_Written instruction:_ Revise the entries below so that each "one point per instance" becomes "one point per visible instance" and nothing else changes. Omit the pictures from your answer.

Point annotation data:
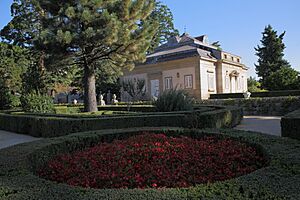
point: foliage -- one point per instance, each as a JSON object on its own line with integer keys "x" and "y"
{"x": 279, "y": 181}
{"x": 134, "y": 88}
{"x": 217, "y": 44}
{"x": 271, "y": 64}
{"x": 154, "y": 160}
{"x": 286, "y": 78}
{"x": 290, "y": 125}
{"x": 254, "y": 85}
{"x": 5, "y": 94}
{"x": 166, "y": 28}
{"x": 13, "y": 63}
{"x": 174, "y": 100}
{"x": 37, "y": 103}
{"x": 49, "y": 125}
{"x": 118, "y": 32}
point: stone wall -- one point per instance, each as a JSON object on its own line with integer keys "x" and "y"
{"x": 271, "y": 106}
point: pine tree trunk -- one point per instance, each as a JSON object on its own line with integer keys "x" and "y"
{"x": 90, "y": 101}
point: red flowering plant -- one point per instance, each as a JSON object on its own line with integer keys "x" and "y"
{"x": 154, "y": 161}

_Correct output:_
point: foliage -- one point per visible instance, each as a JSON object on its own line with integer keys "x" and "y"
{"x": 279, "y": 181}
{"x": 134, "y": 88}
{"x": 217, "y": 44}
{"x": 271, "y": 64}
{"x": 154, "y": 160}
{"x": 286, "y": 78}
{"x": 290, "y": 125}
{"x": 254, "y": 85}
{"x": 5, "y": 94}
{"x": 166, "y": 28}
{"x": 13, "y": 63}
{"x": 174, "y": 100}
{"x": 37, "y": 103}
{"x": 49, "y": 125}
{"x": 118, "y": 32}
point: stone wall -- one point per visible instance, each as a JSON object on its own line with integer keys "x" and "y"
{"x": 271, "y": 106}
point: pine tree trunk -- one point per visible instance, each as a JSON object on its own line with integer keys "x" and "y"
{"x": 90, "y": 101}
point: red flowering plant -- one point per visible instance, each as a JSON object on its own line with integer keys "x" and "y"
{"x": 154, "y": 161}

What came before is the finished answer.